◆ Task 1 ◆
Write out the passage of the separate-vacations article from "TILL death do" to "to the Himalayas.", word for word.
◆ Task 2 ◆
Continue the article on couples taking separate vacations from the point where it stops.

◆ Reading text ◆
# # # # #

Till holidays do us part

The concept of separate vacations, something that was unheard of even a few years ago, is now rather common among urban upper middle-class couples. Often due to busy work schedules, they can be seen heading off on their own when unable to manage time-off together. Ritusmita Biswas takes a look



Capt Surojit Biswas, who is with the Merchant Navy, took a trip to Athens recently without his family
Capt Surojit Biswas, who is with the Merchant Navy, took a trip to Athens recently without his family

Mandira Mitra (centre) finds it a refreshing break to take a vacation alone
Mandira Mitra (centre) finds it a refreshing break to take a vacation alone

Arijit Manna cannot imagine a vacation without his wife Senjuti and son Amitrajit
Arijit Manna cannot imagine a vacation without his wife Senjuti and son Amitrajit

TILL death do us part seems an obsolete concept. Now even vacations are enough reason for urban couples to part ways. Take, for example, Nilanjan and Sharmistha Roy of Kolkata. Their family of four always part ways during vacation times, simply because they have different tastes and preferences. So, while their twin sons head towards a summer camp in Darjeeling, Sharmistha heads to her elder sister’s home in Bangalore where she can spend some time with her maternal family. Nilanjan, on the other hand, would be joining his office colleagues for a hiking expedition to the Himalayas.

# # # # #

◆ Excerpted records ◆
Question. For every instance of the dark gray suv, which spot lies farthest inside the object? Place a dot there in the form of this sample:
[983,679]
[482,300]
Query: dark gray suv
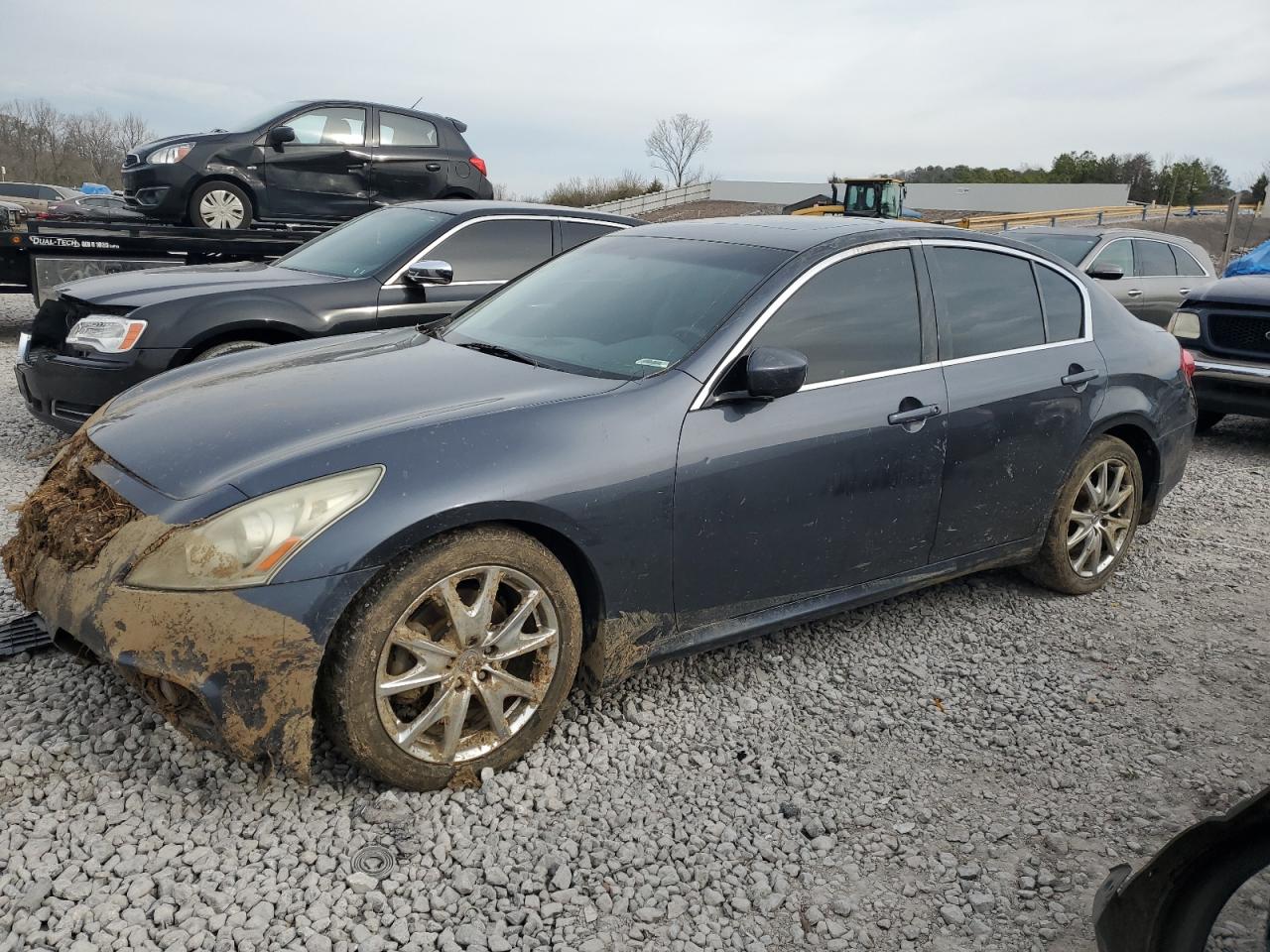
[321,160]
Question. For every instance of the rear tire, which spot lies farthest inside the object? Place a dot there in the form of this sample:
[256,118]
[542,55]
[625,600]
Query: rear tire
[220,204]
[1206,420]
[230,347]
[453,660]
[1093,522]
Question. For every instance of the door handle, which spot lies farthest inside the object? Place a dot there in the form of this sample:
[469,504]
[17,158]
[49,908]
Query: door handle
[917,414]
[1078,377]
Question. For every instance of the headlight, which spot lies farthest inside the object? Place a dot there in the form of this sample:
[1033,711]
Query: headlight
[169,154]
[1184,324]
[111,335]
[250,542]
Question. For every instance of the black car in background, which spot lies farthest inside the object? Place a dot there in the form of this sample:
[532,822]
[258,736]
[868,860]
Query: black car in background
[671,438]
[1225,325]
[317,160]
[412,263]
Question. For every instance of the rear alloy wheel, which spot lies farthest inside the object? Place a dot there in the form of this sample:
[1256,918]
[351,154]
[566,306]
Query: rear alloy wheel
[454,661]
[220,204]
[1093,522]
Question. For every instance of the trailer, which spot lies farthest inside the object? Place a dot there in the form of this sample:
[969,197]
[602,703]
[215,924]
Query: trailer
[37,255]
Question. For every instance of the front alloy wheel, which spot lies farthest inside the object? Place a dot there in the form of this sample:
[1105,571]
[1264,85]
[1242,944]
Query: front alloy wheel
[457,657]
[465,666]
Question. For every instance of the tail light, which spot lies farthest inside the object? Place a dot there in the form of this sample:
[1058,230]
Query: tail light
[1188,365]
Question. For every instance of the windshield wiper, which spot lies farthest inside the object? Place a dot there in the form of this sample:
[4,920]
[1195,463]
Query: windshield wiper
[497,350]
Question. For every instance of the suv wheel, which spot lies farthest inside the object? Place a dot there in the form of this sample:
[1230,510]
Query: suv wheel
[220,204]
[1095,521]
[454,660]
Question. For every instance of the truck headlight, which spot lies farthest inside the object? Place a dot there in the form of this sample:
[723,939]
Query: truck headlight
[109,335]
[1184,324]
[169,154]
[250,542]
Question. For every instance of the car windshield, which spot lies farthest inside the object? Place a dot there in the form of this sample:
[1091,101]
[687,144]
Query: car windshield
[1071,248]
[253,122]
[365,245]
[624,307]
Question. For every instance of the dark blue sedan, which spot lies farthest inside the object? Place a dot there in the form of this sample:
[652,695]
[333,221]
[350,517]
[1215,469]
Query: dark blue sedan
[668,439]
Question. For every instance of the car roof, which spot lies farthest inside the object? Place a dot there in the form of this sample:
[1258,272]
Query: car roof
[798,232]
[1100,232]
[467,208]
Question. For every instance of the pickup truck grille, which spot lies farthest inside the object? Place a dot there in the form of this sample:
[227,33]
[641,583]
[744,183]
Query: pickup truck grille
[1242,333]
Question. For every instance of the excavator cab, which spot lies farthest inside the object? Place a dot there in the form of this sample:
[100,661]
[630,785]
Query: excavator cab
[860,198]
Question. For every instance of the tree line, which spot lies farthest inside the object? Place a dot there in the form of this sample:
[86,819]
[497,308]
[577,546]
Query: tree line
[40,143]
[1184,181]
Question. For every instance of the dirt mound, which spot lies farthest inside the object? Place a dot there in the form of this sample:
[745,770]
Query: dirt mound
[68,517]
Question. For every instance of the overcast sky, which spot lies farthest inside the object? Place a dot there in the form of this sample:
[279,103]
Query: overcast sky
[794,89]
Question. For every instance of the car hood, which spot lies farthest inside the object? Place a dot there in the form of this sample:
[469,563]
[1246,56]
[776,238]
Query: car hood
[253,420]
[146,148]
[150,287]
[1242,290]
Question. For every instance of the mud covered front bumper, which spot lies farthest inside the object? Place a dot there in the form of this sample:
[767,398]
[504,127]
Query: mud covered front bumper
[232,669]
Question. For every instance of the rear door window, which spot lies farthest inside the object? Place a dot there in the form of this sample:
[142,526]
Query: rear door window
[397,130]
[495,250]
[1155,259]
[330,126]
[1065,307]
[1185,263]
[1118,254]
[853,317]
[985,302]
[576,232]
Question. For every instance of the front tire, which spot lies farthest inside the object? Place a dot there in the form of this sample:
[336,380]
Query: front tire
[230,347]
[220,204]
[1093,522]
[453,660]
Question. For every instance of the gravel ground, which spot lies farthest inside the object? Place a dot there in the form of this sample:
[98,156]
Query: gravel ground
[951,770]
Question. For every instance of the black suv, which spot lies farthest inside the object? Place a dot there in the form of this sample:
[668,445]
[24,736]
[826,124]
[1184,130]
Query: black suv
[318,160]
[413,263]
[1225,325]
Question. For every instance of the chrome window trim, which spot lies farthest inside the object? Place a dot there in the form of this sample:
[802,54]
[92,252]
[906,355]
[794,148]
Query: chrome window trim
[1098,249]
[735,350]
[395,281]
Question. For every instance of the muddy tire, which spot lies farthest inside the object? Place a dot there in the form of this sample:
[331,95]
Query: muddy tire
[230,347]
[453,660]
[1093,522]
[1206,420]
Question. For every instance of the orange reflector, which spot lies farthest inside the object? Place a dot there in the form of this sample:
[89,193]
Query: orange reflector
[130,338]
[277,555]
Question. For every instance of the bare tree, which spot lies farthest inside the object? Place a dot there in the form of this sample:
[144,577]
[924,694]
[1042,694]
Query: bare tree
[675,145]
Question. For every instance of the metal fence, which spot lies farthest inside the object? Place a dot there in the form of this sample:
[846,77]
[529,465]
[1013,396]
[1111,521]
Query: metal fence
[698,191]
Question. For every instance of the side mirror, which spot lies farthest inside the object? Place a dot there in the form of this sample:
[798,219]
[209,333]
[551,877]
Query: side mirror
[281,134]
[774,372]
[430,273]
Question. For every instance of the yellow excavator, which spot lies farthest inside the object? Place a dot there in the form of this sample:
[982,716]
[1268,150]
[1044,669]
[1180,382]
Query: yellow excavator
[861,198]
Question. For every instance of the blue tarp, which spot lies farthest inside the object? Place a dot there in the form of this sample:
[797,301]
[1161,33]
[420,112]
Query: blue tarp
[1255,262]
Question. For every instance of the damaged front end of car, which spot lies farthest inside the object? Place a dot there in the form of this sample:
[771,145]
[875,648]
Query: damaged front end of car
[232,667]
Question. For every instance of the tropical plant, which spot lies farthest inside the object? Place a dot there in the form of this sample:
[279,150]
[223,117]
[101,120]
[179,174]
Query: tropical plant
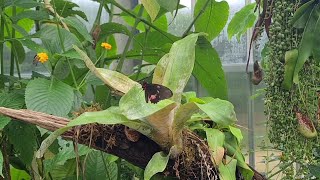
[78,62]
[290,60]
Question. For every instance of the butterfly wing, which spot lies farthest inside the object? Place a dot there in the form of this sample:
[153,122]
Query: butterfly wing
[156,92]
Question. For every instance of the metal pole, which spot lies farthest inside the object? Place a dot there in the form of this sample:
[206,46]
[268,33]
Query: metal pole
[251,122]
[250,102]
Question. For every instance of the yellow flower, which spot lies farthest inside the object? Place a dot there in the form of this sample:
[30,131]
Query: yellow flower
[106,45]
[42,57]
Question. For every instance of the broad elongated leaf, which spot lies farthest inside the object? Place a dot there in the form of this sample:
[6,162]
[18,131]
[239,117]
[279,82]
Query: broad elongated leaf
[290,63]
[301,16]
[215,140]
[175,68]
[157,164]
[97,167]
[1,164]
[109,116]
[308,41]
[111,78]
[242,21]
[233,150]
[65,154]
[208,70]
[79,26]
[10,100]
[183,114]
[228,171]
[22,3]
[219,111]
[152,7]
[214,18]
[19,174]
[49,96]
[23,136]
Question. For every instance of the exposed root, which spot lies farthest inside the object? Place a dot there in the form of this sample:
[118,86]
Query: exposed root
[195,161]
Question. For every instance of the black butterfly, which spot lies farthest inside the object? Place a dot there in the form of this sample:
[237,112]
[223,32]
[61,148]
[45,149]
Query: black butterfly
[155,92]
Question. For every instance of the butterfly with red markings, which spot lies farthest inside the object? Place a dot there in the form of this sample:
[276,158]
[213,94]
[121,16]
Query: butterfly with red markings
[156,92]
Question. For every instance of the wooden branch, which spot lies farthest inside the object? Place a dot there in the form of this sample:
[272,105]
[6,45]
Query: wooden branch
[112,140]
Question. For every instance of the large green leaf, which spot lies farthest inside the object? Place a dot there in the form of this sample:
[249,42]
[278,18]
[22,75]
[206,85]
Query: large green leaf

# # # # #

◆ Result 1 ◆
TILL death do us part seems an obsolete concept. Now even vacations are enough reason for urban couples to part ways. Take, for example, Nilanjan and Sharmistha Roy of Kolkata. Their family of four always part ways during vacation times, simply because they have different tastes and preferences. So, while their twin sons head towards a summer camp in Darjeeling, Sharmistha heads to her elder sister’s home in Bangalore where she can spend some time with her maternal family. Nilanjan, on the other hand, would be joining his office colleagues for a hiking expedition to the Himalayas.

◆ Result 2 ◆
Families like the Roys are not a rarity in the recent times. While there are still many people, who essentially treat vacation time as family time, there is a growing number who likes to take time off in order to find their own space and rediscover themselves.

Says Mandira Mitra, head of the eastern region of Integral PR,: "Holidaying alone, once in a while, is a must for me as I need to unwind and find my own space. Yes, my husband and I like spending time together but vacationing alone, at times, becomes a necessity. It may so happen that the two of us might not get time for a holiday together, however much we like it. In that case we are mature enough to go ahead and take a vacation on our own."

There is nothing to feel guilty about it, says Ishita Bardhan, DGM (HR) in IBM, Kolkata. "To be honest, we women often get lost between our careers and families. We forget to take time out for ourselves and get stressed and burned out easily. In most cases, we like to blame the glass ceiling in the corporate world for the lack of growth for women, but, I feel, it also has to do with our internal stress levels that we stop growing after a while. Therefore, I think it is important for us to take time out and be selfish once in a while. I have been on some vacations without my husband e.g. the salsa congresses that I travel to. I have usually gone there with friends who dance and since it was my own special time, I could really follow my passion without feeling guilty for being selfish."

At the same time, she points out that as her work entails a lot of global travelling so many times now, she looks forward to vacations with her family where she gets to spend time with them. This logic is supported by Wipro IT executive Arijit Manna, who cannot imagine a vacation minus his wife Senjuti and son Amitrajit. Arijit, who is based in London at the moment, recently took a two-week break with his family in Italy. "How can you be without your family in a vacation? It will spoil all the fun?" he says.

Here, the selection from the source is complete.